▸ Exercise: Repeat all of the items below word for word, but leave out the pictures.

┌──

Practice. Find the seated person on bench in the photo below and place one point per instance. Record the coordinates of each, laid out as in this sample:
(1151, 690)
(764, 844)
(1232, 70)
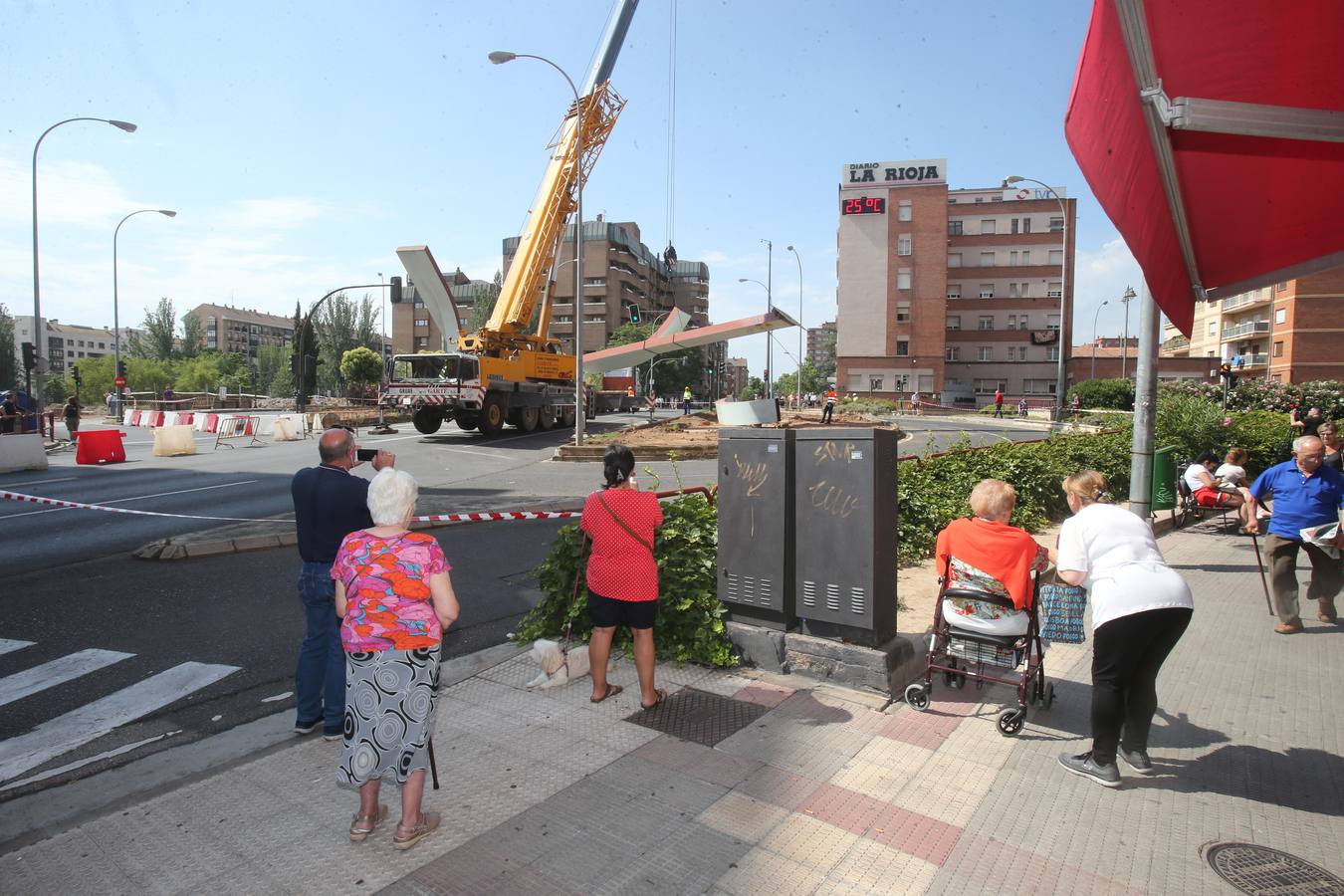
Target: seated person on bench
(984, 554)
(1207, 489)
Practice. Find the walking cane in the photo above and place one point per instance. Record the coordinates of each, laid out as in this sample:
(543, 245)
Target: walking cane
(1259, 564)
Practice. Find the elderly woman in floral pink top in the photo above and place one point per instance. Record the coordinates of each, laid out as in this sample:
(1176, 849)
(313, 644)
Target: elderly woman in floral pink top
(395, 598)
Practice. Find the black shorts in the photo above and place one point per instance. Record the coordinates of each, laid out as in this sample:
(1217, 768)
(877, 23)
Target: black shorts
(607, 612)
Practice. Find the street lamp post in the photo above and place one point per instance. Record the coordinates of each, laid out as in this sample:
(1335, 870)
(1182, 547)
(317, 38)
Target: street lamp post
(797, 387)
(1094, 337)
(1063, 292)
(115, 319)
(1124, 341)
(39, 334)
(499, 58)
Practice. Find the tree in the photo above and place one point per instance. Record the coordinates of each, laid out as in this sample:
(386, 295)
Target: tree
(8, 367)
(361, 367)
(192, 335)
(160, 326)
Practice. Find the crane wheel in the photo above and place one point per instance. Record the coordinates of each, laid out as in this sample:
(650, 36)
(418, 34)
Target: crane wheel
(492, 415)
(427, 421)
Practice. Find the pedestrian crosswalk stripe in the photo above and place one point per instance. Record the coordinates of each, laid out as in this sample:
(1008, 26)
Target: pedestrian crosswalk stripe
(10, 646)
(93, 720)
(60, 670)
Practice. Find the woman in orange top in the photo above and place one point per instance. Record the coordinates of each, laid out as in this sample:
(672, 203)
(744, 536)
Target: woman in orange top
(984, 554)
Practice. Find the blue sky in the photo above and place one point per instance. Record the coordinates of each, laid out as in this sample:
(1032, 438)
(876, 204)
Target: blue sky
(302, 142)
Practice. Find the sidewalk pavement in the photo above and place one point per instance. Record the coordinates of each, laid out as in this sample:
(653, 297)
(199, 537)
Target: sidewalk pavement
(821, 790)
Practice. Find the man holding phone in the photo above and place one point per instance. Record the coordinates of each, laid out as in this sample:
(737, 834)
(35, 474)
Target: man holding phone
(329, 506)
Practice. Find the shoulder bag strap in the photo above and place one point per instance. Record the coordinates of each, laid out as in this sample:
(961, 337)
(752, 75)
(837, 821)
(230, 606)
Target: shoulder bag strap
(621, 523)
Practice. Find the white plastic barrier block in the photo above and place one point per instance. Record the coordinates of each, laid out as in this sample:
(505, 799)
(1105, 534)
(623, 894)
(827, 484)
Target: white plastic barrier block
(173, 441)
(22, 452)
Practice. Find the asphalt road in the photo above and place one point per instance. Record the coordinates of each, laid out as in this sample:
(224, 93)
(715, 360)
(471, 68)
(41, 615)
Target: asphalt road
(238, 610)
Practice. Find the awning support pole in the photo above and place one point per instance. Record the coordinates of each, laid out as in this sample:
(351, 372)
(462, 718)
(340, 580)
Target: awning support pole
(1145, 410)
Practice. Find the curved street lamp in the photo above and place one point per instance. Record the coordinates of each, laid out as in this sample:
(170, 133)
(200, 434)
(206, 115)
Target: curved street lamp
(39, 335)
(115, 319)
(499, 58)
(1094, 337)
(1063, 292)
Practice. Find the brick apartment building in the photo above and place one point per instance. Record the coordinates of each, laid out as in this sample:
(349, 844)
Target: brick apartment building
(1287, 332)
(955, 292)
(242, 331)
(618, 272)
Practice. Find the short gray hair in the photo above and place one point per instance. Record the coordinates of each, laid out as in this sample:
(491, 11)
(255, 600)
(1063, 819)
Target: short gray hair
(391, 496)
(1300, 442)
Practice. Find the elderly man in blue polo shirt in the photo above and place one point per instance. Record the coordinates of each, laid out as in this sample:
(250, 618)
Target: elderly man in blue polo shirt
(330, 503)
(1306, 493)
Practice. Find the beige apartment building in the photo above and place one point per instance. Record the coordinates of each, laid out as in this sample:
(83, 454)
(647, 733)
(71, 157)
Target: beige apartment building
(1289, 332)
(952, 292)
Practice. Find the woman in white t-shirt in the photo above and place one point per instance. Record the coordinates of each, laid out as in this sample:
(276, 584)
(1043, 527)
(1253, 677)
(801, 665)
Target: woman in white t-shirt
(1140, 608)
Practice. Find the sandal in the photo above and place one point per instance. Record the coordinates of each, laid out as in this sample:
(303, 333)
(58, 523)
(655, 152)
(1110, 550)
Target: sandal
(610, 692)
(405, 838)
(357, 833)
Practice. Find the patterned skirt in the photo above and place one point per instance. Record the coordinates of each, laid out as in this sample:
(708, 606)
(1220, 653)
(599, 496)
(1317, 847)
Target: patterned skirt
(390, 697)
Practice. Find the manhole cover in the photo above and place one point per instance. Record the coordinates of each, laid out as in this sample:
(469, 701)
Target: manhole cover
(701, 716)
(1259, 869)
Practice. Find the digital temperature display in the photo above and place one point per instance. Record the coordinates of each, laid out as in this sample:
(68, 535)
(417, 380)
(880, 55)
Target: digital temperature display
(863, 206)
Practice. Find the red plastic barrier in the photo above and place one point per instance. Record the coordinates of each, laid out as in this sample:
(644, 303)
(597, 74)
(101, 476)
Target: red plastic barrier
(100, 446)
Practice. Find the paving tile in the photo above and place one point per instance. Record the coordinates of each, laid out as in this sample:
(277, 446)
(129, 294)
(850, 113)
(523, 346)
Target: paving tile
(744, 817)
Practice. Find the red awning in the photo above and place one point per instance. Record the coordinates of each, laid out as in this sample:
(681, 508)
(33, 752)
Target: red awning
(1213, 135)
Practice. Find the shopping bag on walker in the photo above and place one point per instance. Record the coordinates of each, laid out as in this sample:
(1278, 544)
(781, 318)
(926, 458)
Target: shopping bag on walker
(1063, 606)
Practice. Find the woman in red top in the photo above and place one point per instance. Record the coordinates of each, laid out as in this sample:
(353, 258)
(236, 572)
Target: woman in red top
(622, 576)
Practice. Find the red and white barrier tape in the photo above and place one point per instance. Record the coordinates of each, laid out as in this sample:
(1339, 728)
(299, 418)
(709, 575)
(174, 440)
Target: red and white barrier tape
(484, 516)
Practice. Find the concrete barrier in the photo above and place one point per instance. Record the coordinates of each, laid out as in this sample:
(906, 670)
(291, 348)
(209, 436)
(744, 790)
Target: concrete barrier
(22, 452)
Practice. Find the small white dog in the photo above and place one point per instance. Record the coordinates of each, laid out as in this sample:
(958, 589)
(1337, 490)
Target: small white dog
(556, 669)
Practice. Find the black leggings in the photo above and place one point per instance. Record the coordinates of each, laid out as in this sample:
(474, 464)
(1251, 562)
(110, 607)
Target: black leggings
(1126, 657)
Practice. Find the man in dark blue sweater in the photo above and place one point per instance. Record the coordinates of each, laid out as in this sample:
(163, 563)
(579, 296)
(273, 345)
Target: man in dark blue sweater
(329, 506)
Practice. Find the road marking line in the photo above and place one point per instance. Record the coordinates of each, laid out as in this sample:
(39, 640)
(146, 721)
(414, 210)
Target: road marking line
(60, 670)
(93, 720)
(81, 764)
(142, 497)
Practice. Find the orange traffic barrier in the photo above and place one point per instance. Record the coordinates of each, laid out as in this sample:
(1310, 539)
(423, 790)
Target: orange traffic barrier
(100, 446)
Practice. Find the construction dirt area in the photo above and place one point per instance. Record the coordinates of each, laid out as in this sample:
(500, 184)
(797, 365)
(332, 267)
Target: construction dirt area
(702, 430)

└──

▸ Correct response:
Practice. Find the seated person on bench in the photo below and place one point per instance. Record the coordinates of each, laid out as in this sample:
(1151, 690)
(764, 844)
(1232, 70)
Target: seated person on bench
(984, 554)
(1207, 489)
Practice. Find the walking cane in the photo above and place one point per instance. Record the coordinates of each, laid out as in this sample:
(543, 245)
Target: walking cane
(1259, 564)
Practice. Find the elderly woman in floral pink top in the photo above and place one point per instance. Record the coordinates of each, laid out as in this sample:
(1176, 849)
(313, 644)
Target: elderly woman in floral pink top
(395, 598)
Practice. Find the black shorts in the photo above and place one point per instance. Record the coordinates of each, laid out as in this sample:
(1217, 768)
(877, 23)
Target: black shorts
(607, 612)
Practice. Find the street lamp post in the photo above and place one point per instance. Record the coordinates of each, laid out as in this sample:
(1335, 870)
(1182, 547)
(317, 38)
Target: street lamp post
(797, 387)
(1094, 337)
(1063, 292)
(115, 319)
(1124, 341)
(39, 334)
(499, 58)
Practice. Find the tree in the photo above and place one point per instance. Record the coordinates of each, laid out as in this sample:
(386, 295)
Target: tree
(8, 367)
(361, 367)
(192, 335)
(160, 326)
Practice. Find the crane wheel in the photo above and place one point per instance. Record the coordinates of each, laid out as in this sample:
(650, 36)
(418, 34)
Target: crane wheel
(492, 415)
(427, 421)
Practice. Find the pedestrian crosswalk stripe in the photo above and place one point per instance. Record the coordinates of each, laid out as in this sample:
(1008, 26)
Target: pedestrian crosswalk stripe
(10, 646)
(93, 720)
(60, 670)
Practice. Find the woman in orange top in the photo above and place one point per instance. Record the coordinates of each, laid out as in this sample:
(672, 203)
(744, 536)
Target: woman in orange top
(984, 554)
Practice. Find the blue sky in the photo above and place one point per instance. Record the coordinates of each, laid out as in this sample:
(1032, 438)
(876, 204)
Target: blue sky
(302, 142)
Practice. Find the sidewalk pavement in the photo above and place one point per instance. Record the coordinates of each, laid out as in this sample:
(653, 297)
(199, 537)
Target: sidewalk pavement
(821, 790)
Practice. Find the man holding phone in the photo above and place one point per instance. Record the coordinates of each, laid out as in this sample:
(737, 834)
(35, 474)
Target: man holding phone
(329, 506)
Practice. Find the shoulder bag strap in the photo above and place one point per instance. Record the coordinates of each, laid out as in this sample:
(961, 337)
(752, 75)
(837, 821)
(230, 606)
Target: shoulder bag strap
(621, 523)
Practice. Find the white plastic barrier block in the photo above and place one point per instance. Record the coordinates of each, laid out as in this sample:
(505, 799)
(1105, 534)
(623, 894)
(827, 484)
Target: white plastic barrier block
(173, 441)
(22, 452)
Practice. Find the asphalt road in the photo above and place one point per instance. Record the coordinates of each, laid out as in this sample:
(224, 93)
(715, 360)
(471, 68)
(41, 615)
Target: asphalt road
(238, 610)
Practice. Find the awning support pole in the photo above and place one point per instance. Record the coordinates of each, laid out as in this sample:
(351, 372)
(462, 718)
(340, 580)
Target: awning support pole
(1145, 410)
Practice. Find the curved street lamp in the photo above and place one point per instance. Record the coordinates of each, laid out as in this sample:
(170, 133)
(200, 434)
(206, 115)
Target: curved street lamp
(39, 335)
(115, 319)
(499, 58)
(1094, 337)
(1063, 292)
Practice. Find the brick apartment building in the photo above and place one point per instance. Record the coordinates of each, laid out as in this sample:
(349, 844)
Target: brick apartment building
(1287, 332)
(955, 292)
(242, 331)
(618, 272)
Practice. Find the short gray hair in the photo above and place one point per instance. Record the coordinates of each, laid out as in this sample:
(491, 11)
(255, 600)
(1063, 819)
Target: short gray hair
(391, 496)
(1300, 442)
Practice. Find the elderly man in blue polo shirt in the photo above and place one point per instance. Record the coordinates of each, laid out as in this sample:
(250, 618)
Target: elderly man in blue polo shirt
(330, 503)
(1306, 493)
Practice. Find the beige apartment building in the photo above and place one point per instance. Record the coordinates of each, laid out as in this sample:
(83, 454)
(647, 733)
(71, 157)
Target: beige apartment building
(1289, 332)
(952, 292)
Practice. Find the woman in white t-shirt in the photo above and place one point per instance. Record the coordinates of each, laid out as in this sample:
(276, 584)
(1043, 527)
(1253, 677)
(801, 665)
Target: woman in white t-shirt
(1140, 608)
Practice. Find the sandal in the photo above and place one point per instance. Record the coordinates of each, laid out as in this sample:
(303, 333)
(58, 523)
(655, 152)
(1110, 550)
Target: sandal
(610, 692)
(405, 838)
(357, 833)
Practice. Find the patterned skirt in the photo above and place one point per instance. Record the coordinates of each, laid out as in this sample:
(708, 606)
(1220, 653)
(599, 496)
(1317, 847)
Target: patterned skirt
(390, 697)
Practice. Find the manhole cover in the photo above and place one point per instance. Record the coordinates of each, laid out as in this sample:
(469, 701)
Target: manhole cover
(701, 716)
(1259, 869)
Practice. Find the digital temperature display in the photo above and place one point per instance. Record the coordinates of each, laid out as in this sample:
(68, 535)
(417, 380)
(880, 55)
Target: digital temperature display
(863, 206)
Practice. Find the red plastic barrier in the photo above and place one point per instance. Record the coordinates of each, laid out as in this sample:
(644, 303)
(597, 74)
(101, 476)
Target: red plastic barrier
(100, 446)
Practice. Find the paving tile in the photo above and place one point per instance. Record the coordinates of each, laid out as in this sample:
(277, 446)
(129, 294)
(850, 113)
(523, 346)
Target: paving tile
(744, 817)
Practice. Find the red awning in the photo above and place one point per instance. Record the coordinates of each, laid out as in this sample:
(681, 508)
(33, 752)
Target: red awning
(1213, 135)
Practice. Find the shopping bag on walker in the photo above and place one point per instance. Record the coordinates of each, laid out as in this sample:
(1278, 544)
(781, 318)
(926, 458)
Target: shopping bag on walker
(1063, 606)
Practice. Find the woman in red top in the photo above and place one point per instance. Record the coordinates of each, laid out as in this sample:
(353, 258)
(236, 572)
Target: woman in red top
(622, 576)
Practice. Find the red and white barrier tape in the photo above and place one point per instance. Record the coordinates of each, laid out as in this sample:
(1339, 728)
(299, 418)
(709, 575)
(174, 440)
Target: red and white barrier tape
(484, 516)
Practice. Find the concrete barrier in the photo above and place one point per instance. Record the coordinates of each, laid out as in this sample:
(906, 670)
(291, 348)
(209, 436)
(744, 790)
Target: concrete barrier
(22, 452)
Practice. Find the small white dog in the photo above and place one point per instance. Record the coordinates of each, laid out as in this sample:
(958, 589)
(1337, 490)
Target: small white dog
(556, 669)
Practice. Find the black leggings in the photo above and place one point per instance. Record the coordinates of each, laid out as in this sample:
(474, 464)
(1251, 562)
(110, 607)
Target: black leggings
(1126, 657)
Practice. Find the man in dark blue sweater in the photo above and place one point per instance. Record the coordinates of each, laid out as in this sample:
(163, 563)
(579, 296)
(273, 345)
Target: man in dark blue sweater
(329, 506)
Practice. Find the road marking line in the photo above and place one point per instance. Record the coordinates of each, laid out as in this sample:
(39, 640)
(146, 721)
(414, 210)
Target: road marking line
(60, 670)
(93, 720)
(81, 764)
(142, 497)
Practice. Find the orange traffic barrier in the photo above and place one point per instance. Record the coordinates of each, laid out as in this sample:
(1310, 539)
(423, 790)
Target: orange traffic barrier
(100, 446)
Practice. Find the construction dirt area in the photo above and place one point per instance. Record the coordinates of each, laid out as in this sample:
(500, 184)
(797, 365)
(332, 267)
Target: construction dirt area
(702, 430)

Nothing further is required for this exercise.